Entries provided
══════════
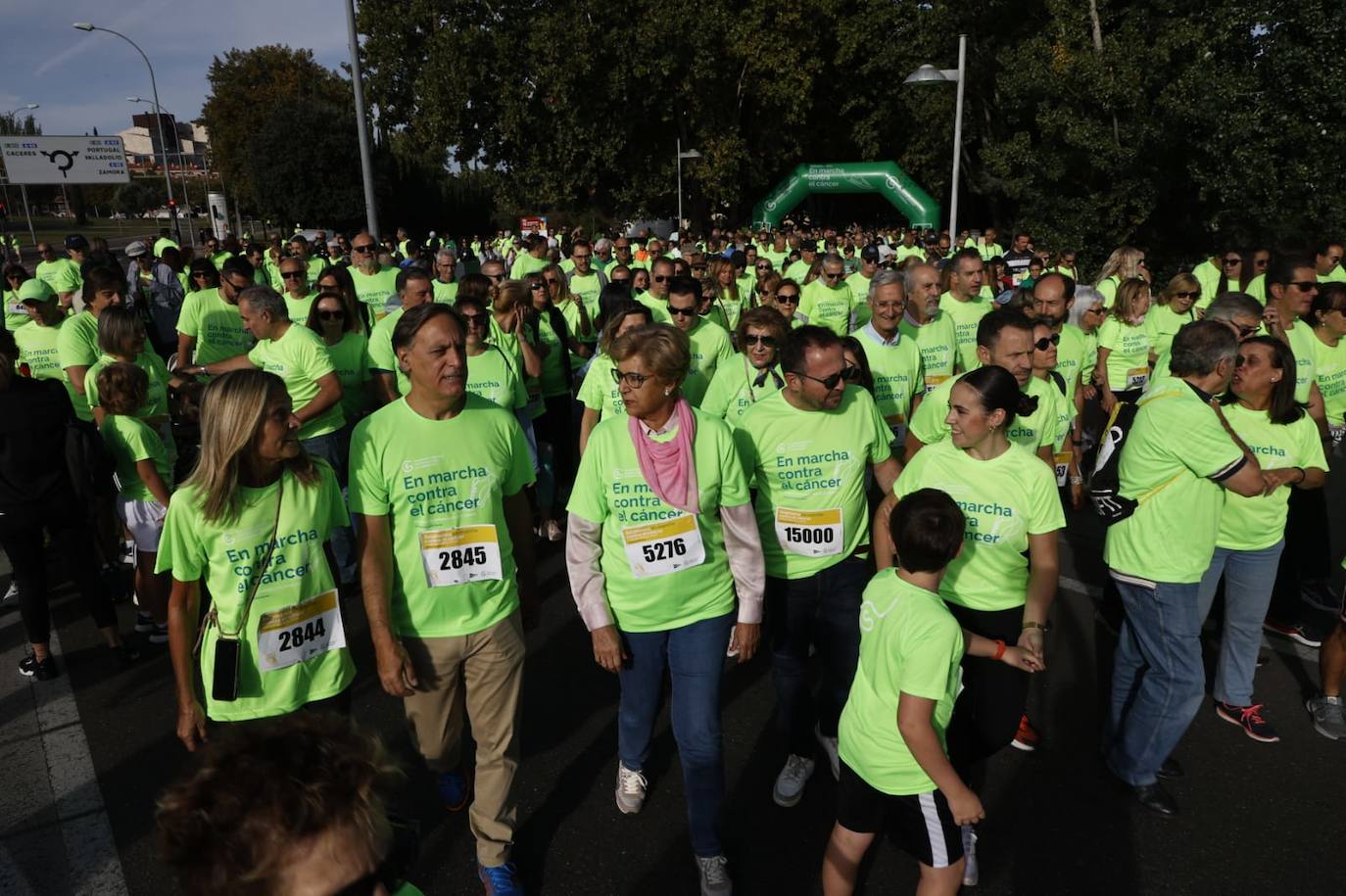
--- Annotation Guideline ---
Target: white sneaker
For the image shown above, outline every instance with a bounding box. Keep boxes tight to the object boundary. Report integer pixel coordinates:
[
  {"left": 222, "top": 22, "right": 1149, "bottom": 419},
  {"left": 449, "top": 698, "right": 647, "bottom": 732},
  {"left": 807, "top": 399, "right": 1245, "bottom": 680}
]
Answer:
[
  {"left": 771, "top": 753, "right": 814, "bottom": 809},
  {"left": 813, "top": 726, "right": 841, "bottom": 780},
  {"left": 616, "top": 760, "right": 649, "bottom": 816},
  {"left": 962, "top": 825, "right": 982, "bottom": 886},
  {"left": 695, "top": 856, "right": 734, "bottom": 896}
]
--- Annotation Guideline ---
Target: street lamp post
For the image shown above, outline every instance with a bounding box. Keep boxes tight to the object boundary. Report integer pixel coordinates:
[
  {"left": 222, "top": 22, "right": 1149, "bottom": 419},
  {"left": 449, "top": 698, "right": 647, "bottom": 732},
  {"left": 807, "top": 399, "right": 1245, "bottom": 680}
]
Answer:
[
  {"left": 677, "top": 137, "right": 701, "bottom": 240},
  {"left": 903, "top": 33, "right": 968, "bottom": 241},
  {"left": 74, "top": 22, "right": 181, "bottom": 242}
]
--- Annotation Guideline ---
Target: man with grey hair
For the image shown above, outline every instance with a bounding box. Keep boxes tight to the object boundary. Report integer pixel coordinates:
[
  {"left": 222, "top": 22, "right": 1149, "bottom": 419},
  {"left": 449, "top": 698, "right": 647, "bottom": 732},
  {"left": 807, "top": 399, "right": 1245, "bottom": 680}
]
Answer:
[
  {"left": 900, "top": 262, "right": 958, "bottom": 393},
  {"left": 1104, "top": 320, "right": 1266, "bottom": 816},
  {"left": 852, "top": 270, "right": 925, "bottom": 449},
  {"left": 799, "top": 252, "right": 854, "bottom": 336},
  {"left": 431, "top": 249, "right": 457, "bottom": 306}
]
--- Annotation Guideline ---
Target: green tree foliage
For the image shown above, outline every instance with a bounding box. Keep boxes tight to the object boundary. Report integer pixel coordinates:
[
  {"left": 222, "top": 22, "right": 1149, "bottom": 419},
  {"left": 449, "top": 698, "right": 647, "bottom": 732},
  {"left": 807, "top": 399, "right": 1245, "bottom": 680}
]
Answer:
[{"left": 360, "top": 0, "right": 1346, "bottom": 263}]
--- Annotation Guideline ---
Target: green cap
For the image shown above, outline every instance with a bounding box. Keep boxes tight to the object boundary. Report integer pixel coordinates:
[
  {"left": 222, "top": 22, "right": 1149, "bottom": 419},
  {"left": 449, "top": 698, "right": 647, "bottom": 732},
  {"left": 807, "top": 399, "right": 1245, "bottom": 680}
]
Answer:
[{"left": 19, "top": 277, "right": 57, "bottom": 302}]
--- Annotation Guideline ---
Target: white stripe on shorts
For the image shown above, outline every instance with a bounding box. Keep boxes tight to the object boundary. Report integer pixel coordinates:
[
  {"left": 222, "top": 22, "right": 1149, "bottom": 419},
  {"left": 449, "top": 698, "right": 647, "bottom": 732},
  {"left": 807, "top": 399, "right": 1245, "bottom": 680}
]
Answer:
[{"left": 917, "top": 791, "right": 949, "bottom": 868}]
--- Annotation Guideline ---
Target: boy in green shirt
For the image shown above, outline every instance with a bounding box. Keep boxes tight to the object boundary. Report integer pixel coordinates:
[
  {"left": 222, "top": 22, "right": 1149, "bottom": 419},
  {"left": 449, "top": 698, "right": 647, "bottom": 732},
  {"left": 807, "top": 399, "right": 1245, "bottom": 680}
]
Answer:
[{"left": 823, "top": 489, "right": 1039, "bottom": 896}]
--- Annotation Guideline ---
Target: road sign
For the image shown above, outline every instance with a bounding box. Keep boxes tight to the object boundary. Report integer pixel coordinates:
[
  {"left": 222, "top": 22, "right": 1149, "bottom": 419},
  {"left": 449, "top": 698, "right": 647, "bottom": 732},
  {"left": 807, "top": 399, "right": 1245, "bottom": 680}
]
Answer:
[{"left": 0, "top": 134, "right": 130, "bottom": 184}]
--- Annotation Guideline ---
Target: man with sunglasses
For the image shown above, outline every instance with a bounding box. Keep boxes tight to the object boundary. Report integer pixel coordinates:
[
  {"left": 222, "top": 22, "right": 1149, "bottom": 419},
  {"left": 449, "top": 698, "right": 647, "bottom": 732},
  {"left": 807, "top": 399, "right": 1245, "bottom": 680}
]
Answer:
[
  {"left": 350, "top": 230, "right": 397, "bottom": 320},
  {"left": 799, "top": 253, "right": 854, "bottom": 336},
  {"left": 735, "top": 324, "right": 900, "bottom": 807},
  {"left": 906, "top": 307, "right": 1065, "bottom": 469},
  {"left": 852, "top": 270, "right": 925, "bottom": 452},
  {"left": 664, "top": 268, "right": 734, "bottom": 407}
]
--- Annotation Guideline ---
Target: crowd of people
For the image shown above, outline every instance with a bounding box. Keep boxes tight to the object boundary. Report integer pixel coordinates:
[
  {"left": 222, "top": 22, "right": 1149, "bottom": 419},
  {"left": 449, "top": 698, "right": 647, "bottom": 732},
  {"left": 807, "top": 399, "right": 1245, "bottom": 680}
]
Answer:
[{"left": 0, "top": 221, "right": 1346, "bottom": 895}]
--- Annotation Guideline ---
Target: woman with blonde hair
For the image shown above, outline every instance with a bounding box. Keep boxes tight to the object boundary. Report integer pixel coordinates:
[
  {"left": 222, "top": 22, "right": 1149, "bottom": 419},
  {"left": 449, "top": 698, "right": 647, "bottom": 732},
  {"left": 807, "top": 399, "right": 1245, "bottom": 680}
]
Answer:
[
  {"left": 1094, "top": 277, "right": 1154, "bottom": 414},
  {"left": 156, "top": 370, "right": 356, "bottom": 751},
  {"left": 1094, "top": 246, "right": 1149, "bottom": 308}
]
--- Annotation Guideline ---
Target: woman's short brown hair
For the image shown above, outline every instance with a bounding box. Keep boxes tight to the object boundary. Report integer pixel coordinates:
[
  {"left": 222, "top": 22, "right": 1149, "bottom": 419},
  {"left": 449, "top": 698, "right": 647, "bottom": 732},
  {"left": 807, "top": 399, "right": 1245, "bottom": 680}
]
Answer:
[{"left": 608, "top": 324, "right": 694, "bottom": 385}]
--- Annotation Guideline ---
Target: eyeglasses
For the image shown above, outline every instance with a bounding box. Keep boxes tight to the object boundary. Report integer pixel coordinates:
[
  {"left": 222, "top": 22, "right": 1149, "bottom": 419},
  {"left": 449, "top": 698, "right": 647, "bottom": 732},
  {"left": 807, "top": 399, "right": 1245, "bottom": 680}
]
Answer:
[
  {"left": 791, "top": 367, "right": 860, "bottom": 392},
  {"left": 612, "top": 367, "right": 652, "bottom": 389}
]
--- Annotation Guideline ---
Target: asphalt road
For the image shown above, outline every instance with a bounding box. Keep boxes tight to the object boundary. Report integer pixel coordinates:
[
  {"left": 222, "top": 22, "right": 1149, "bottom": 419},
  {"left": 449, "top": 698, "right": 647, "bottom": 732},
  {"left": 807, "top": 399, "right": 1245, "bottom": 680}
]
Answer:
[{"left": 0, "top": 502, "right": 1346, "bottom": 895}]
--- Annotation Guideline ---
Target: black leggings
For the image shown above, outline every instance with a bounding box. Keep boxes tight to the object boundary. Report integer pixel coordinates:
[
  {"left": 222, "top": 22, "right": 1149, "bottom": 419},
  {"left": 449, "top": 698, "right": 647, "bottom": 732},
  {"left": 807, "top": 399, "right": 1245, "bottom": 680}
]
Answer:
[
  {"left": 0, "top": 500, "right": 118, "bottom": 644},
  {"left": 945, "top": 604, "right": 1029, "bottom": 774}
]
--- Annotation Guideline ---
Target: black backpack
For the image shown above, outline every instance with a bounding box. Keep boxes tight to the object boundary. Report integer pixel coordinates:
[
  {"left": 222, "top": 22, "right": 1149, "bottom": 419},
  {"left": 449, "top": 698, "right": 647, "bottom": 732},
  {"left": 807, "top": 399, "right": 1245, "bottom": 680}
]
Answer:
[{"left": 1089, "top": 393, "right": 1180, "bottom": 526}]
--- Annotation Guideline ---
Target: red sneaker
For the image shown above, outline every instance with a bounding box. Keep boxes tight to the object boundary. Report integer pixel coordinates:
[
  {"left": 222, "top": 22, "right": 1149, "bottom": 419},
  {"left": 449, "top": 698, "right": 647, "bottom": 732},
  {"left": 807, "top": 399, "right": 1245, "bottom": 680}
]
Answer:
[{"left": 1010, "top": 713, "right": 1037, "bottom": 753}]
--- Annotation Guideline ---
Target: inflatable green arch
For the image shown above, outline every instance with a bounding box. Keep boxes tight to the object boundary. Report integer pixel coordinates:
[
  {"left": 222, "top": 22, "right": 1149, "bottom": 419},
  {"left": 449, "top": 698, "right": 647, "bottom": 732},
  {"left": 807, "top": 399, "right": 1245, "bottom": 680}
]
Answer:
[{"left": 752, "top": 162, "right": 939, "bottom": 230}]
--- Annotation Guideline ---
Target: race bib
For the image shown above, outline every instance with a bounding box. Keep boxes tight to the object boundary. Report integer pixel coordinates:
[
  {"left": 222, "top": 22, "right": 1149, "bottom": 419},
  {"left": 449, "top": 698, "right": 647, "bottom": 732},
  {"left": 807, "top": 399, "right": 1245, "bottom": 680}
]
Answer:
[
  {"left": 257, "top": 588, "right": 346, "bottom": 673},
  {"left": 1051, "top": 450, "right": 1070, "bottom": 489},
  {"left": 775, "top": 507, "right": 845, "bottom": 557},
  {"left": 420, "top": 523, "right": 504, "bottom": 588},
  {"left": 622, "top": 514, "right": 705, "bottom": 579}
]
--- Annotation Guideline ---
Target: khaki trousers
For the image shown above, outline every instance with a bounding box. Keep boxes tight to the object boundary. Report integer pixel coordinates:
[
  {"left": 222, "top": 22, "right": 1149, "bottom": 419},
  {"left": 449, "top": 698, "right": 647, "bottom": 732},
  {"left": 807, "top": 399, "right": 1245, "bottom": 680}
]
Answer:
[{"left": 403, "top": 611, "right": 523, "bottom": 867}]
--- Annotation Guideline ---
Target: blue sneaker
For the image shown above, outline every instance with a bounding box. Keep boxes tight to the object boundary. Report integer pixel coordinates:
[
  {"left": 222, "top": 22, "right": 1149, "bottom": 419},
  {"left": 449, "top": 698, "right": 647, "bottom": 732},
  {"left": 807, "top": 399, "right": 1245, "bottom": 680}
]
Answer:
[
  {"left": 438, "top": 773, "right": 472, "bottom": 813},
  {"left": 476, "top": 863, "right": 523, "bottom": 896}
]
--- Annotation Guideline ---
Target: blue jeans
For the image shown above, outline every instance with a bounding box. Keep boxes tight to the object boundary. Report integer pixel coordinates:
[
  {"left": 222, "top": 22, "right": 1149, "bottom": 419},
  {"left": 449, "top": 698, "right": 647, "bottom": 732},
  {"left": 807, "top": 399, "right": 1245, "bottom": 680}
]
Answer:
[
  {"left": 766, "top": 557, "right": 870, "bottom": 756},
  {"left": 300, "top": 425, "right": 357, "bottom": 586},
  {"left": 1104, "top": 579, "right": 1206, "bottom": 785},
  {"left": 616, "top": 612, "right": 735, "bottom": 857},
  {"left": 1196, "top": 540, "right": 1285, "bottom": 706}
]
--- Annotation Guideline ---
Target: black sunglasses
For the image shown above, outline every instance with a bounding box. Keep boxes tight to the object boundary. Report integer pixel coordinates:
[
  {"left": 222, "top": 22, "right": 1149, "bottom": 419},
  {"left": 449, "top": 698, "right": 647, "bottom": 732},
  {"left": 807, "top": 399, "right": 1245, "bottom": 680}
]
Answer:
[{"left": 791, "top": 367, "right": 860, "bottom": 392}]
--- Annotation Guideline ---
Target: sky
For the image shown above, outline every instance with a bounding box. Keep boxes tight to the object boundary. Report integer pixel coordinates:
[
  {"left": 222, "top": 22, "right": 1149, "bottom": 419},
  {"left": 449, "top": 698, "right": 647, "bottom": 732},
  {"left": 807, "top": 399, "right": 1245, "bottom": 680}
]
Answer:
[{"left": 0, "top": 0, "right": 349, "bottom": 136}]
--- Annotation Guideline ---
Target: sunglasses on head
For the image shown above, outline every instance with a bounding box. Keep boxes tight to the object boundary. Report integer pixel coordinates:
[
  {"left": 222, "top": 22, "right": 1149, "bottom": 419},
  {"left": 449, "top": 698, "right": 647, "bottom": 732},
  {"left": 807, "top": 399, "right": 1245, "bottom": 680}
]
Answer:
[{"left": 791, "top": 366, "right": 860, "bottom": 392}]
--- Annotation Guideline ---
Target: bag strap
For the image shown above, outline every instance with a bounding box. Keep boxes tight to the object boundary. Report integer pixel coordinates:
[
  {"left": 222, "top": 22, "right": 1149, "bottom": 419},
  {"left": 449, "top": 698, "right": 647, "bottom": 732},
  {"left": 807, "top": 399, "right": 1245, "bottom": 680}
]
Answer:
[{"left": 192, "top": 469, "right": 285, "bottom": 652}]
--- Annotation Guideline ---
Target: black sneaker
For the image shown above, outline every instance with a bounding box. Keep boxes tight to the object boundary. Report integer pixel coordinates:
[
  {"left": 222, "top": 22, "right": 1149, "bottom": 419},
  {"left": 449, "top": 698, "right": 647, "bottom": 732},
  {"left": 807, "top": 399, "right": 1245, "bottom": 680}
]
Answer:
[{"left": 19, "top": 654, "right": 61, "bottom": 681}]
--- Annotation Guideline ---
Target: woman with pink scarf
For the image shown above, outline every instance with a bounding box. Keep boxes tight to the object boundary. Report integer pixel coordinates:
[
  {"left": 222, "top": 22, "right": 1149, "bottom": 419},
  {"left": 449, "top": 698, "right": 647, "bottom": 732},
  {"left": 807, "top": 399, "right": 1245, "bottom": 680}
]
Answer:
[{"left": 565, "top": 324, "right": 764, "bottom": 895}]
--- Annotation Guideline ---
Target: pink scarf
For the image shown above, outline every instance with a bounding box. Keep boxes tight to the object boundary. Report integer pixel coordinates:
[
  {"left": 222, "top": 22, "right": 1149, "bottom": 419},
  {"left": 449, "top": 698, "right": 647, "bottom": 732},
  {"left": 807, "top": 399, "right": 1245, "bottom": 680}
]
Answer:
[{"left": 627, "top": 399, "right": 701, "bottom": 514}]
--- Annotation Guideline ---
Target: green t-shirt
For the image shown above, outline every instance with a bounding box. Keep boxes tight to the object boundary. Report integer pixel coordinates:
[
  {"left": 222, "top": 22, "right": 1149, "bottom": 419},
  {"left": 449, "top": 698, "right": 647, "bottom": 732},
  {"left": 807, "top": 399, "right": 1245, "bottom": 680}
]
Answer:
══════════
Find every line in the data above that contains the word "sunglasses", and copy each of those lines in full. Case matters.

Target: man with sunglasses
Target: black sunglasses
Target: sunglasses on head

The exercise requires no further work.